→ EXERCISE DETAILS
Nothing but the records, transcribed verbatim and stripped of images, should appear in the answer.

→ PROVIDED ENTRIES
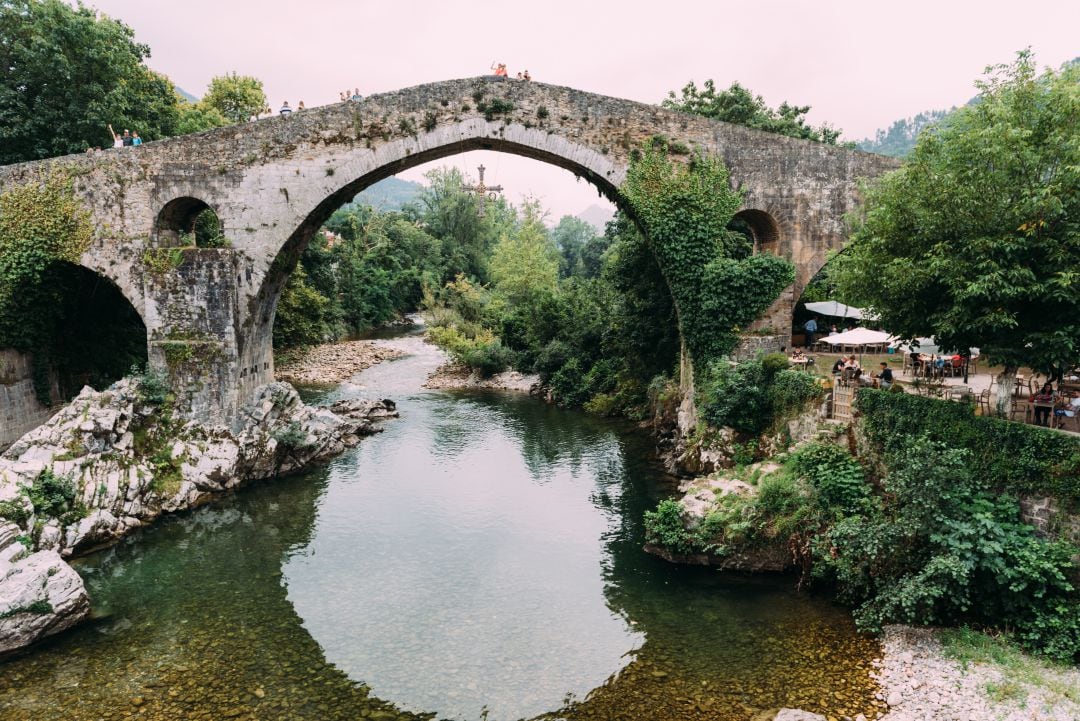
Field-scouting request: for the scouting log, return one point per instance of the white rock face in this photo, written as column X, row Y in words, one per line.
column 795, row 715
column 129, row 462
column 40, row 595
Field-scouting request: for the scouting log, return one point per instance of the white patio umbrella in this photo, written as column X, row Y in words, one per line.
column 858, row 337
column 837, row 310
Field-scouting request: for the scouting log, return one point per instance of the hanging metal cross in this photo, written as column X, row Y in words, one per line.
column 483, row 192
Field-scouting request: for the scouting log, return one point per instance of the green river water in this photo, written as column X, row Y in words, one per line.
column 480, row 559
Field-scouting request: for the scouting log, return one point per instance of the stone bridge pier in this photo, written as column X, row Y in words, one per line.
column 273, row 182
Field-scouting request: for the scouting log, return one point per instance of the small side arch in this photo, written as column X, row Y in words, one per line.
column 761, row 228
column 186, row 220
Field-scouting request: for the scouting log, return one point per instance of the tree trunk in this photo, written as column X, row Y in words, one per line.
column 1007, row 381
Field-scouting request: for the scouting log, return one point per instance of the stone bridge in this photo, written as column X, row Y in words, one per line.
column 208, row 313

→ WRITTEN RESPONSE
Field-scouting request: for the scouting log, return one point per instance of the white rock face in this photo, written as column X, row Y in words, one per line.
column 795, row 715
column 129, row 462
column 40, row 595
Field-scouting request: for the scouting log, return one point per instance of the white patio umbrella in this photo, written as column X, row Y in words, one per line.
column 858, row 337
column 837, row 310
Field-scouting request: for the scouting log, return one point per instance of the hanging metal cross in this photo, written as column X, row Y in words, one per line.
column 483, row 192
Field-scouting request: for the scouting log, return one point per instance of the green river water in this photo, written as column X, row Y in words, one per line.
column 480, row 559
Field-scouting request: for the scouting log, return one point per instance of the stone bridge pier in this photo, written as column X, row Y in words, one per line.
column 273, row 182
Field-scouting request: for the scouting log, return one point per instance of the small side arch in this photo, written as column X, row Y in words, one per line.
column 761, row 228
column 186, row 220
Field-scouting request: for the scouting log, return one point per instance of the tree trunk in this photo, written as column X, row Y in words, one per line.
column 1007, row 381
Field-scouting request: for the scouting log, return one point per instance of the stone bridge in this photo, written as column X, row Y in words, one per line.
column 208, row 313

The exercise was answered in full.